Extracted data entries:
★ ★ ★ ★
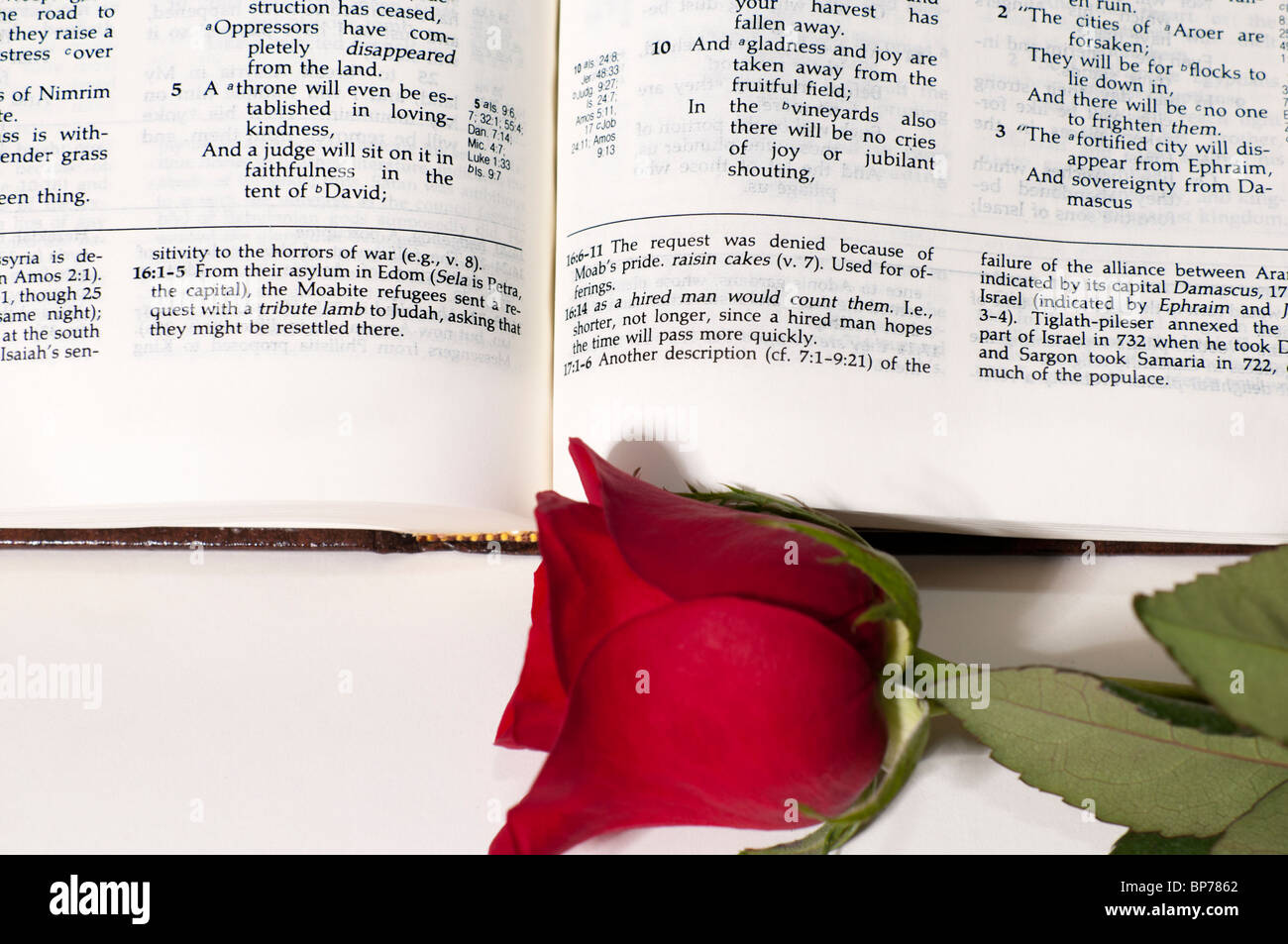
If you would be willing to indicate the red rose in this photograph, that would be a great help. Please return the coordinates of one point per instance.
(682, 672)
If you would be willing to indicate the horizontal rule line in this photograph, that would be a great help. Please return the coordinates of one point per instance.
(259, 226)
(928, 230)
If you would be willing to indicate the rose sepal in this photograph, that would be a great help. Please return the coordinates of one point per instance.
(907, 732)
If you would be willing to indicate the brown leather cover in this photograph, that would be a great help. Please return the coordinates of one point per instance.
(898, 543)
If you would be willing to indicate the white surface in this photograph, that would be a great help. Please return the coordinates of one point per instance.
(222, 684)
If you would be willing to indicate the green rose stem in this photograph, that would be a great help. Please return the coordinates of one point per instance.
(1167, 689)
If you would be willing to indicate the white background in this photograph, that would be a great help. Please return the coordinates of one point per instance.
(220, 684)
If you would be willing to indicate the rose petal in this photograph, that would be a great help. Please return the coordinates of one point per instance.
(592, 590)
(587, 590)
(535, 713)
(748, 707)
(694, 550)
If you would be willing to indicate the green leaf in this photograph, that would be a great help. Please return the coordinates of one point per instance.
(1260, 831)
(1144, 763)
(909, 730)
(759, 502)
(1232, 621)
(1151, 844)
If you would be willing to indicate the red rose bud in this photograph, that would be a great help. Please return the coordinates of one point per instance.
(681, 672)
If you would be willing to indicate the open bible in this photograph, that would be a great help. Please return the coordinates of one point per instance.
(941, 266)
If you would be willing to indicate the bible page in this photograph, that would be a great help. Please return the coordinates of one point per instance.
(274, 262)
(962, 265)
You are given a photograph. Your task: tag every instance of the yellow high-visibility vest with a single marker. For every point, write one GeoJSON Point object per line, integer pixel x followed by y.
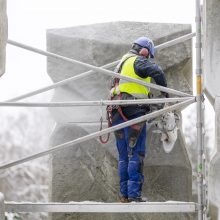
{"type": "Point", "coordinates": [135, 89]}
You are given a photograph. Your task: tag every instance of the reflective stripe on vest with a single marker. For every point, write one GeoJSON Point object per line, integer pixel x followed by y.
{"type": "Point", "coordinates": [135, 89]}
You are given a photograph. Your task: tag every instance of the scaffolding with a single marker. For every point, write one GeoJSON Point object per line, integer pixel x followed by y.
{"type": "Point", "coordinates": [182, 101]}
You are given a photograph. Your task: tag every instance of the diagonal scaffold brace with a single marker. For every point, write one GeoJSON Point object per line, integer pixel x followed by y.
{"type": "Point", "coordinates": [95, 69]}
{"type": "Point", "coordinates": [99, 133]}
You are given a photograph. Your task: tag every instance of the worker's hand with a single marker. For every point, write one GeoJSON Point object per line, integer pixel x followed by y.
{"type": "Point", "coordinates": [164, 95]}
{"type": "Point", "coordinates": [114, 91]}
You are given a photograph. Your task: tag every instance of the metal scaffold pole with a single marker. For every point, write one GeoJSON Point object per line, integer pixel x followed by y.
{"type": "Point", "coordinates": [95, 69]}
{"type": "Point", "coordinates": [199, 97]}
{"type": "Point", "coordinates": [2, 207]}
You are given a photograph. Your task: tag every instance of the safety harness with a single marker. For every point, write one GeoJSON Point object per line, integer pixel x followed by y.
{"type": "Point", "coordinates": [109, 108]}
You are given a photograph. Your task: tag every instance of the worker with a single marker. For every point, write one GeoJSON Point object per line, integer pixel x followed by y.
{"type": "Point", "coordinates": [131, 141]}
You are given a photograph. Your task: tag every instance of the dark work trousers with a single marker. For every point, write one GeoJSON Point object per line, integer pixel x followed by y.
{"type": "Point", "coordinates": [131, 145]}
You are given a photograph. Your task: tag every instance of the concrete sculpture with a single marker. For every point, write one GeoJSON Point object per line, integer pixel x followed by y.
{"type": "Point", "coordinates": [88, 171]}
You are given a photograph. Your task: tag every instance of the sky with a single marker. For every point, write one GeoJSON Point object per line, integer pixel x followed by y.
{"type": "Point", "coordinates": [29, 19]}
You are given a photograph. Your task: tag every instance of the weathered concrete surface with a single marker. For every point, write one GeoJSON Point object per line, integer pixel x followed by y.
{"type": "Point", "coordinates": [3, 34]}
{"type": "Point", "coordinates": [212, 78]}
{"type": "Point", "coordinates": [88, 171]}
{"type": "Point", "coordinates": [98, 45]}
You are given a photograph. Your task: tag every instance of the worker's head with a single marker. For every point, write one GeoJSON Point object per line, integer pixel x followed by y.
{"type": "Point", "coordinates": [144, 46]}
★ ★ ★ ★
§ **TRY IT**
Please set down the records exactly, and keep every image out of the copy.

§ **SOLUTION TO THIS EXERCISE**
If you would be willing to indicate the red rose in this photograph, that would be a great help. Please return the coordinates of one point per instance.
(682, 672)
If you would be willing to indicate the horizontal rule line in this photograph, that would be a great help. Please return the coordinates of one point per instance.
(259, 226)
(928, 230)
If you would be willing to indicate the rose sepal in this photograph, that would be a great help. Please return the coordinates of one point per instance.
(907, 732)
If you would be willing to indicate the brown leather cover in this photograph, that would be a great help. Please return the coordinates of one point per instance.
(898, 543)
If you would be willing to indicate the white surface in this photograph, that would be a great help. Please return the coordinates of one point per instance.
(222, 684)
If you would be willing to indicate the green rose stem in this photograph, that would be a great help. Please return the coordinates of one point per instance.
(1167, 689)
If you would be willing to indicate the white background in this photograph, that would be a great help. Please return the coordinates of one point per instance.
(220, 684)
If you would be willing to indicate the rose petal in this photograph, that would be a great help. Please return the coordinates of one point per instance.
(592, 590)
(587, 590)
(535, 713)
(748, 707)
(694, 550)
If you would be willing to indicate the green leaf in this photograph, that would be a great help. Please return the coordinates of one point per instance.
(1260, 831)
(1144, 763)
(909, 730)
(759, 502)
(1232, 621)
(1151, 844)
If you would be willing to indicate the red rose bud in this photograph, that would be a great help. Please return the coordinates of one point per instance.
(681, 672)
If you would be willing to indicate the open bible in this photograph, that would be a great help. Please return the coordinates of one point per instance.
(941, 266)
If you would be willing to indicate the bible page in this photograph, that would be a great help. Please return the coordinates of one point per instance.
(274, 262)
(962, 265)
You are given a photograph. Your task: tag every instance of the yellow high-visibility vest with a single marker. For every point, write one GeoJSON Point object per line, integer pixel x followed by y.
{"type": "Point", "coordinates": [135, 89]}
You are given a photograph. Your task: tag every instance of the reflective stripe on vest with a single marker. For every point, write one GeoJSON Point object per line, integer pixel x followed by y.
{"type": "Point", "coordinates": [135, 89]}
You are given a photograph. Your task: tag every instance of the scaffolding with a single marker. For every point, write one GeoJSON Point object per line, integer pixel x followed by y.
{"type": "Point", "coordinates": [182, 101]}
You are given a photograph. Your task: tag every instance of the diagonal scaffold brace with a single marker. For every point, write one GeoJSON Point object per line, integer pixel x followed by y.
{"type": "Point", "coordinates": [95, 69]}
{"type": "Point", "coordinates": [99, 133]}
You are given a photograph. Your task: tag every instance of the worker's hand with a single marker. For every point, write one GeoJSON Point object per line, integer pixel x followed by y.
{"type": "Point", "coordinates": [164, 95]}
{"type": "Point", "coordinates": [114, 91]}
You are given a photograph. Your task: tag every instance of the metal scaffold pole with a single marker. For every point, write one GeoJSON Point object per line, integer pixel x followed by y.
{"type": "Point", "coordinates": [95, 69]}
{"type": "Point", "coordinates": [199, 97]}
{"type": "Point", "coordinates": [2, 207]}
You are given a photograph. Your task: tag every instance of the safety harness with a single marker. For every point, write one GeoJSON Point object per line, integer pixel x followed by y.
{"type": "Point", "coordinates": [109, 108]}
You are given a photograph. Your task: tag every instance of the worker with a single marker. For every point, write one GeoJSON Point object per line, integer pixel x followed by y.
{"type": "Point", "coordinates": [131, 141]}
You are given a photograph. Your task: tag every instance of the dark work trousers with a single marker. For every point, write one GeoJSON Point object per line, integer pixel x followed by y.
{"type": "Point", "coordinates": [131, 145]}
You are given a photograph. Your task: tag every instance of the concrete sculpture with a single marker. For every point, write one GeoJSON Point object per line, integer pixel x followed by y.
{"type": "Point", "coordinates": [88, 171]}
You are given a photograph. Your task: tag every instance of the sky with a single marker. For every point, write one GeoJSON Point object per line, integer pixel x followed by y.
{"type": "Point", "coordinates": [29, 19]}
You are given a photograph. Your task: tag every instance of the weathered concrete surface with a single marker. For every point, write one GeoJSON Point object per line, integer pixel x followed by y.
{"type": "Point", "coordinates": [3, 34]}
{"type": "Point", "coordinates": [212, 78]}
{"type": "Point", "coordinates": [88, 171]}
{"type": "Point", "coordinates": [98, 45]}
You are given a photograph. Your task: tag every instance of the worker's head with a single marker. For every point, write one GeoJSON Point object per line, integer pixel x followed by y.
{"type": "Point", "coordinates": [144, 46]}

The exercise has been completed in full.